Text des Dokuments:
------------------------------------------------------------

Enttäuschung
Hallo Leute!
Heute habe ich einen ernsten Text. Ganz ohne Ironie. Denn ich bin sehr enttäuscht.
Enttäuschung. Das war das bestimmende Gefühl in mir nach der Bürgerversammlung in Hambühren am 18.11.2015, in der es um die Unterbringung von Flüchtlingen in unserem Ort ging. Enttäuschung über die Beiträge der Hauptredner und einiger Zwischenrufer. Enttäuschung über die Abwesenheit desjenigen, der die Entscheidung für die ehemalige Haupt- und Realschule als Notunterkunft für Flüchtlinge verantwortet. Und damit vor allem Enttäuschung über die Geringschätzung und Missachtung der Hambührener Bevölkerung und ihrer Gedanken, die sie sich zur Unterbringung der Flüchtlinge macht.

------------------------------------------------------------

(Daten zur Punktverortung in Bildern)

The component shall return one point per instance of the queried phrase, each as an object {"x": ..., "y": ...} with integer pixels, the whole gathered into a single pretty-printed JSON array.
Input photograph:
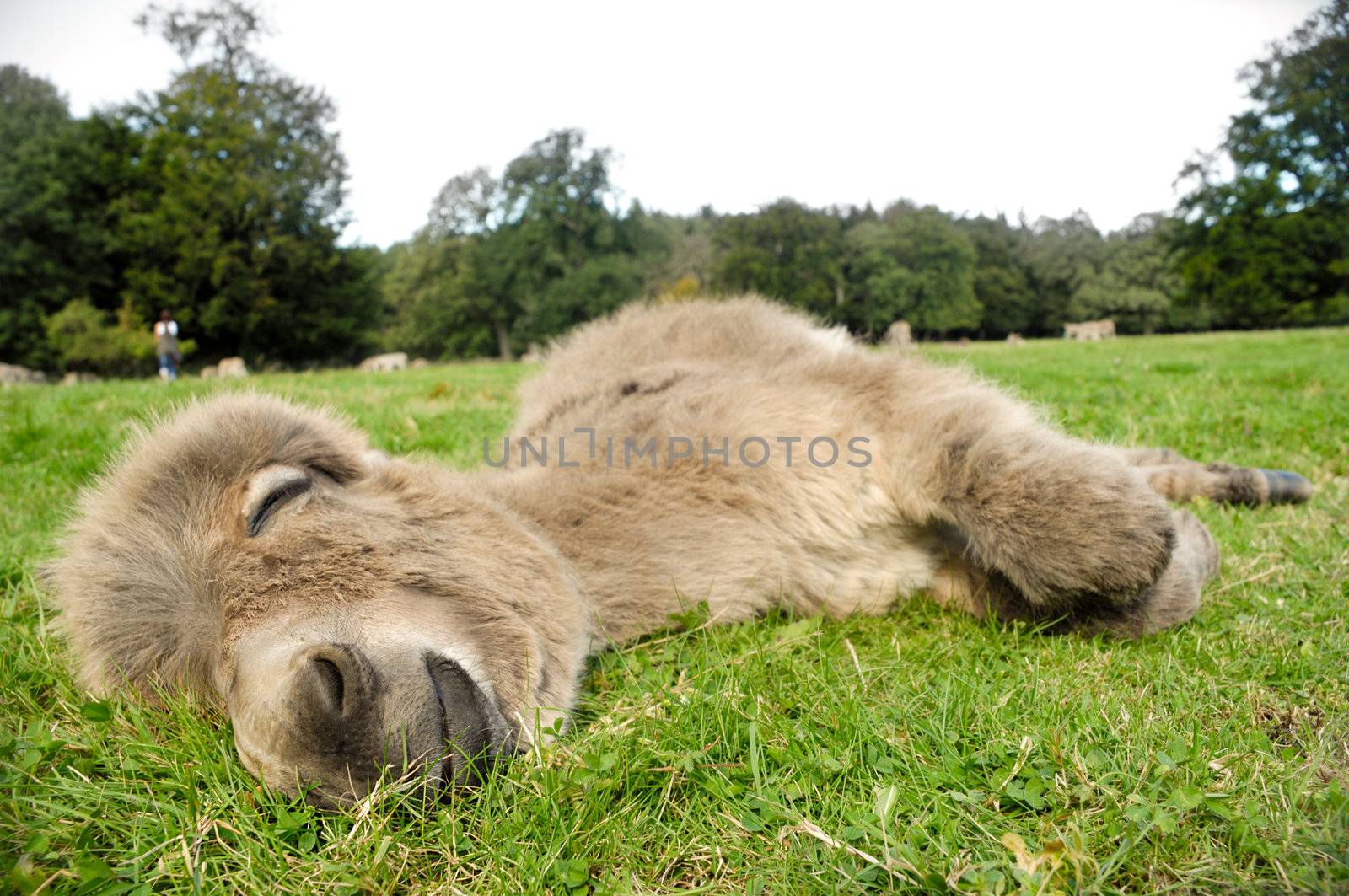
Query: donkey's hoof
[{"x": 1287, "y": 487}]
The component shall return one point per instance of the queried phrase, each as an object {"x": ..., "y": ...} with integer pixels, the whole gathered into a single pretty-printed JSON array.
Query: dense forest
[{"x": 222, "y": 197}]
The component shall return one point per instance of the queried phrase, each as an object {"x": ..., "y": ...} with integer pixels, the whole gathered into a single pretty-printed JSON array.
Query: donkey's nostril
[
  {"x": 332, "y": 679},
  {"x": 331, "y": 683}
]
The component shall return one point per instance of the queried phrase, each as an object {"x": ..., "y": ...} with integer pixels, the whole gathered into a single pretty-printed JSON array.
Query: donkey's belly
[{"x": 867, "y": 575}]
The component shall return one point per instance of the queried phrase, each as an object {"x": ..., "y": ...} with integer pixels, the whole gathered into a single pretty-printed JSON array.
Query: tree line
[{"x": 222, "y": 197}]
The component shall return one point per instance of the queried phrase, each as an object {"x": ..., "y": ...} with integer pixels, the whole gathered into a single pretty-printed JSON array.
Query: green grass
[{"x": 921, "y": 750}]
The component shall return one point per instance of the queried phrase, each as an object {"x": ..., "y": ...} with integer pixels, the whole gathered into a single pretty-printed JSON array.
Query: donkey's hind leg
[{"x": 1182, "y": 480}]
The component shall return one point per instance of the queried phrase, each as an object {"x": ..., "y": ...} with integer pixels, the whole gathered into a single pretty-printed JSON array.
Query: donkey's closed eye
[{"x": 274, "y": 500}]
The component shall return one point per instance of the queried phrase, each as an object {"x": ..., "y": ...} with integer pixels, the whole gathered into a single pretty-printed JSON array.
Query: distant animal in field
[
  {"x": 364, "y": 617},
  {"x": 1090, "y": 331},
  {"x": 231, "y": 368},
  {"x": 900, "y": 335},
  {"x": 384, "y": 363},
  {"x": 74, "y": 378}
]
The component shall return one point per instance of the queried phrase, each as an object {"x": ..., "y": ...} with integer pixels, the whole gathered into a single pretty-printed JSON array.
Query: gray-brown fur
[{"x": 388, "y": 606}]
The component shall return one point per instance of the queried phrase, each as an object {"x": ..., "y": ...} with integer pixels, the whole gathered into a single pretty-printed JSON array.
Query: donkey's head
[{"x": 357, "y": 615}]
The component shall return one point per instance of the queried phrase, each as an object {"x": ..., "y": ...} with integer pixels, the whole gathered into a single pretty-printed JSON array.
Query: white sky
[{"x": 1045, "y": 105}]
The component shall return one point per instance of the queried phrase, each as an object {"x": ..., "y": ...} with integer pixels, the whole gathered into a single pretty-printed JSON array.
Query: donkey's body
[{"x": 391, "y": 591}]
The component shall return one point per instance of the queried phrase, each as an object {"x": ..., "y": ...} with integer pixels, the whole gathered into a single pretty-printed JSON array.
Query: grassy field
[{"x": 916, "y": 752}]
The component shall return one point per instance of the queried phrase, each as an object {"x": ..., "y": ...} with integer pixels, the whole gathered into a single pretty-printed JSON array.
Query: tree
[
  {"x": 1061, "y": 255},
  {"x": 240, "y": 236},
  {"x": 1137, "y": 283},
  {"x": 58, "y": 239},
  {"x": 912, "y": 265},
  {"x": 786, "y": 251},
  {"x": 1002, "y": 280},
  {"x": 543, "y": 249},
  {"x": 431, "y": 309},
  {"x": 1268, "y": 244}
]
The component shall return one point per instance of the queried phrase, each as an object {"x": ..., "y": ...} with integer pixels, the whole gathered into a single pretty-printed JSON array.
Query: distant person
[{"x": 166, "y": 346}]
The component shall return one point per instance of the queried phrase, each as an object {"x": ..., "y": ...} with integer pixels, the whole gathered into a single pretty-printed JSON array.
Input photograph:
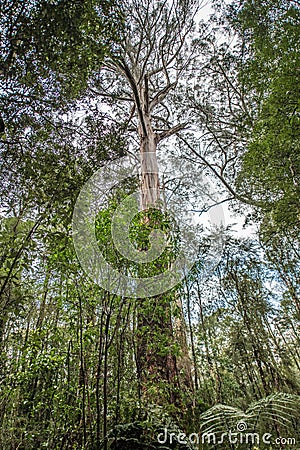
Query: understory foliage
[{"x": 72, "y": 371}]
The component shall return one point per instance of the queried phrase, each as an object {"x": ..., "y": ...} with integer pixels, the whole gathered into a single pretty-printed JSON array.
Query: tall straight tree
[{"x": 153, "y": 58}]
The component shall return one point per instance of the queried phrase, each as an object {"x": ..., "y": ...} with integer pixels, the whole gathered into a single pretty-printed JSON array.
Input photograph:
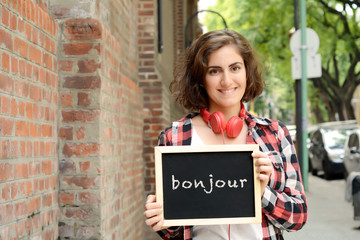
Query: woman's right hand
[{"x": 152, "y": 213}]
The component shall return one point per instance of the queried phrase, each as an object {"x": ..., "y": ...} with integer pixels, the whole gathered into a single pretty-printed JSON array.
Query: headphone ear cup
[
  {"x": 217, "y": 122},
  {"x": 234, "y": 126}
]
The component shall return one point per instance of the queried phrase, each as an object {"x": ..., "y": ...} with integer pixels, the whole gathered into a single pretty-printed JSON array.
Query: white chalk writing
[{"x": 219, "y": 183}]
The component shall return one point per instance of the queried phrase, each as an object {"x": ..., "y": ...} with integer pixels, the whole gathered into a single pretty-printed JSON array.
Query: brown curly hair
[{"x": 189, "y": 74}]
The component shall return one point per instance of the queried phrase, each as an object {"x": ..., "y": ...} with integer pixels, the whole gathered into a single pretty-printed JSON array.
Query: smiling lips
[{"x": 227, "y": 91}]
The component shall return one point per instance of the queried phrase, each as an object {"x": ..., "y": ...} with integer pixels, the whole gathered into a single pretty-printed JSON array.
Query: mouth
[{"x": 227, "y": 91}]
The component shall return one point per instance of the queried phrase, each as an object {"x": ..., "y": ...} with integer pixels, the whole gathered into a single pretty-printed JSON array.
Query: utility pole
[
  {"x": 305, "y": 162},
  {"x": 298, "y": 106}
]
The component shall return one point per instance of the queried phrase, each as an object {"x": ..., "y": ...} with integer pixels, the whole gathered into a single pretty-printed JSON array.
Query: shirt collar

------------------------------------------------------------

Arbeitsauftrag:
Beantworte die folgenden Fragen zum Text über die Bürgerversammlung in Hambühren.
1. Wie wird der heutige Text zu Beginn angekündigt?
2. An welchem Datum fand die Bürgerversammlung statt?
3. Welches Gebäude wurde als Notunterkunft für Flüchtlinge gewählt?

Musterlösung:
1. Als ernster Text, ganz ohne Ironie.
2. Am 18.11.2015.
3. Die ehemalige Haupt- und Realschule.